#### WHAT YOU WILL DO
Pull out each line of the data below that contains the word "rope", and copy those lines in their original order.

#### EXTRACTED MATERIAL
>> Start

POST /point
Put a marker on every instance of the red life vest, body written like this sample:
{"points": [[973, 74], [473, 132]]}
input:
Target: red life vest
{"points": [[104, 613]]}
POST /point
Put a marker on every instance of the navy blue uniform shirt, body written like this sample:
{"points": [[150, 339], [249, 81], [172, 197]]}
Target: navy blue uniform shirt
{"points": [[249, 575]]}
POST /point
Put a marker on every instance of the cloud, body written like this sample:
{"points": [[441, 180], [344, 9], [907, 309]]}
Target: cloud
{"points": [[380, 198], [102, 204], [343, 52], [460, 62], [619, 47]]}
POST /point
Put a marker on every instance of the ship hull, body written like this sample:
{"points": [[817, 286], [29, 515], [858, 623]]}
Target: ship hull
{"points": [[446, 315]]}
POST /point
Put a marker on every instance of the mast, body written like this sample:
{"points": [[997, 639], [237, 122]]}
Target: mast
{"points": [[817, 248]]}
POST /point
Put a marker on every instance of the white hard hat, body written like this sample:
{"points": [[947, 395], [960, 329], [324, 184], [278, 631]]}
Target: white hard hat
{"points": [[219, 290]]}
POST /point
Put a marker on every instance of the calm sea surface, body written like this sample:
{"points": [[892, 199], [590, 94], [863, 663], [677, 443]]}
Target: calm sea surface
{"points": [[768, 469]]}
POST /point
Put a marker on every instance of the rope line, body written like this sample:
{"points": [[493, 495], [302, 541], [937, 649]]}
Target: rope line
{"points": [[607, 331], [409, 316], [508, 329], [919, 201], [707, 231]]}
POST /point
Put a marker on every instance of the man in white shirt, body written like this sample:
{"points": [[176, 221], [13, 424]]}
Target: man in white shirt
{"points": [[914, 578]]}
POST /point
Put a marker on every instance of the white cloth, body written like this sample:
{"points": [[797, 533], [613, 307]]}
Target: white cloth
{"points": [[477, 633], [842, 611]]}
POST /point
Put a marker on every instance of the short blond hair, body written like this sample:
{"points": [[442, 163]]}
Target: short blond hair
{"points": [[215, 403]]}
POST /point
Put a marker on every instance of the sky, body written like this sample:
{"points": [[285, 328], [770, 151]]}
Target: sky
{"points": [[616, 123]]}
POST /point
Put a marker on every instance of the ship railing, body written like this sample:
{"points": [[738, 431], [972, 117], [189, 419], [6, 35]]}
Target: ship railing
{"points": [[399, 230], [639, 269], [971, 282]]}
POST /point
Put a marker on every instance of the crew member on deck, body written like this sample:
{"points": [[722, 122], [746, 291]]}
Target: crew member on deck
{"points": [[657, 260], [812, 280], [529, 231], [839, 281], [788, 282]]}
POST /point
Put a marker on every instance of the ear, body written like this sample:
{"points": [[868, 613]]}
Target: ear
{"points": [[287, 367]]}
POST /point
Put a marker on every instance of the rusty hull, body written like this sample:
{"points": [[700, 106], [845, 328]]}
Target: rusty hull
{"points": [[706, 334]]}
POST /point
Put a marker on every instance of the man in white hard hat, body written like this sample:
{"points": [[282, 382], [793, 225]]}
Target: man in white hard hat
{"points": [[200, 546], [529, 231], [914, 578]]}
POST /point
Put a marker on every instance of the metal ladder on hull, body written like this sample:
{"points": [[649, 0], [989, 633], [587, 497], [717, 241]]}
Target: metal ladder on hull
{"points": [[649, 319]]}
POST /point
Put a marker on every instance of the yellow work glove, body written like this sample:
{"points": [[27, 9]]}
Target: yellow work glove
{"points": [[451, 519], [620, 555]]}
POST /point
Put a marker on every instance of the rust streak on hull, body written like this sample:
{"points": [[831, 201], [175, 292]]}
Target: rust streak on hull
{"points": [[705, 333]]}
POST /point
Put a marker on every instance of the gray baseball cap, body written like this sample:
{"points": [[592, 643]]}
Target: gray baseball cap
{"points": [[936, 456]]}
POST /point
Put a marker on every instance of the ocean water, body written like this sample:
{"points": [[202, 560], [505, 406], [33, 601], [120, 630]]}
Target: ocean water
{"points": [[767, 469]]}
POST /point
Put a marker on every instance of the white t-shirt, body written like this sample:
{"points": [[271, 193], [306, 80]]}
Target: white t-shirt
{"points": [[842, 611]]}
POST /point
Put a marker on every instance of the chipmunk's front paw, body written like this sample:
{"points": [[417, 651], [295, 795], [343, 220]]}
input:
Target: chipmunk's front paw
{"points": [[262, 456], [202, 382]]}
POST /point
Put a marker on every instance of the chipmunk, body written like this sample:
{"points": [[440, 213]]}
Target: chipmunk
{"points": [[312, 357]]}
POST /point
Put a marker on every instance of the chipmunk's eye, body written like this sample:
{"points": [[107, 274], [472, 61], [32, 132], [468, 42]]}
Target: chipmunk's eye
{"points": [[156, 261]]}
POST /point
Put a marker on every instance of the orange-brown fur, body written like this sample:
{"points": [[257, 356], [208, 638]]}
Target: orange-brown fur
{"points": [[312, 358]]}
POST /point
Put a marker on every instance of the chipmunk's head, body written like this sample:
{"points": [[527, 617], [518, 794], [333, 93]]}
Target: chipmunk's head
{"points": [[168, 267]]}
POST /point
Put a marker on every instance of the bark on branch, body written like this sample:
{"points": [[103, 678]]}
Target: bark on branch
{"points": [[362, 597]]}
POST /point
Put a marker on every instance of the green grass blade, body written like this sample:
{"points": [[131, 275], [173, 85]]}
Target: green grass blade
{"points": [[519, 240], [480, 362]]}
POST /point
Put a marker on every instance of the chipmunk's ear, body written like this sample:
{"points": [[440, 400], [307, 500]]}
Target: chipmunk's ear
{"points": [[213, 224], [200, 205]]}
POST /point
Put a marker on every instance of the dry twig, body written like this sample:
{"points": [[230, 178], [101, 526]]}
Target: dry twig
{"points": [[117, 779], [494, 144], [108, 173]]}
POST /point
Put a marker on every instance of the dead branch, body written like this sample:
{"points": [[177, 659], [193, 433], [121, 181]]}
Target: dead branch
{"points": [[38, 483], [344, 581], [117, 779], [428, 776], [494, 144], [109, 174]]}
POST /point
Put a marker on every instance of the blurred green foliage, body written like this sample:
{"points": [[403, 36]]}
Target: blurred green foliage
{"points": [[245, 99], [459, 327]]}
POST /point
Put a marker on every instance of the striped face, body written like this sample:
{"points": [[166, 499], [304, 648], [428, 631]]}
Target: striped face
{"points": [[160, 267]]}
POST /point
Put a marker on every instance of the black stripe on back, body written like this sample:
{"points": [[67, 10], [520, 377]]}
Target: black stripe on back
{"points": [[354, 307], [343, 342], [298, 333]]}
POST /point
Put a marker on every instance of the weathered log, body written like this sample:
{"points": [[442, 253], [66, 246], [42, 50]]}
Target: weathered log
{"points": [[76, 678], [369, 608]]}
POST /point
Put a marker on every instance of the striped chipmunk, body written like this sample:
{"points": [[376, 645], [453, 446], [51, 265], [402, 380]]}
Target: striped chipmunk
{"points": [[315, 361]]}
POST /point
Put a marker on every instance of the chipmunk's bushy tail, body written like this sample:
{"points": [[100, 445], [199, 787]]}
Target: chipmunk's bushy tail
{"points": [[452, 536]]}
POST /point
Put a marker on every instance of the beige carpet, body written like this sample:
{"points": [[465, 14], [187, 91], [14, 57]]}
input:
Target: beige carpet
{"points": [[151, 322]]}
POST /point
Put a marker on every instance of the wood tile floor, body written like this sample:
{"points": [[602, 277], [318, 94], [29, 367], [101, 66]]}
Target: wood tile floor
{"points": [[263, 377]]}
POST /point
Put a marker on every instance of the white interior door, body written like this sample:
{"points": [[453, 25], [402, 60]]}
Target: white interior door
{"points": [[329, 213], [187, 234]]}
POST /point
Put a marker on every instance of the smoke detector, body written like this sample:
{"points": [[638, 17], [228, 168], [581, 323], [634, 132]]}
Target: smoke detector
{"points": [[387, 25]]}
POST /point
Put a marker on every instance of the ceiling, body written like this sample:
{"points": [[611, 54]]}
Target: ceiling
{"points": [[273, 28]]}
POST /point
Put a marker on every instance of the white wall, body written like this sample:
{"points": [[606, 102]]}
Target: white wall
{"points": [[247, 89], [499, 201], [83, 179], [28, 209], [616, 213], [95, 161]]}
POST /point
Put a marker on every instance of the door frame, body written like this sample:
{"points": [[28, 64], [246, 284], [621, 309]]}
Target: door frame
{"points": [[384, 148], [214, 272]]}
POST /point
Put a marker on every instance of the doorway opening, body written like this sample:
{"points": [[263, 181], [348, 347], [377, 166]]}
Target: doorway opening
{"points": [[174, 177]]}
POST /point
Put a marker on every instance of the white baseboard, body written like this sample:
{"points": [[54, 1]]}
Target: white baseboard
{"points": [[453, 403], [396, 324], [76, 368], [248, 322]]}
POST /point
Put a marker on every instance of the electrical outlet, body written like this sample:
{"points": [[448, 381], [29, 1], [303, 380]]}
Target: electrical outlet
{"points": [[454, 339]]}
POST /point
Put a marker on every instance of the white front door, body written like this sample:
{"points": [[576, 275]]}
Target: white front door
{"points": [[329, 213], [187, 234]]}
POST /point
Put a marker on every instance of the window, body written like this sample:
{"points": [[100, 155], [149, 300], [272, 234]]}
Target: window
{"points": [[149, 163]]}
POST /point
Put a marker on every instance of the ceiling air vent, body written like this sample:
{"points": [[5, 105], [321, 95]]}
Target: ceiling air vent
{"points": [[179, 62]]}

>> End

#### IN RESPONSE
Put a marker on every instance of the rope line, body written like this sample:
Target: rope line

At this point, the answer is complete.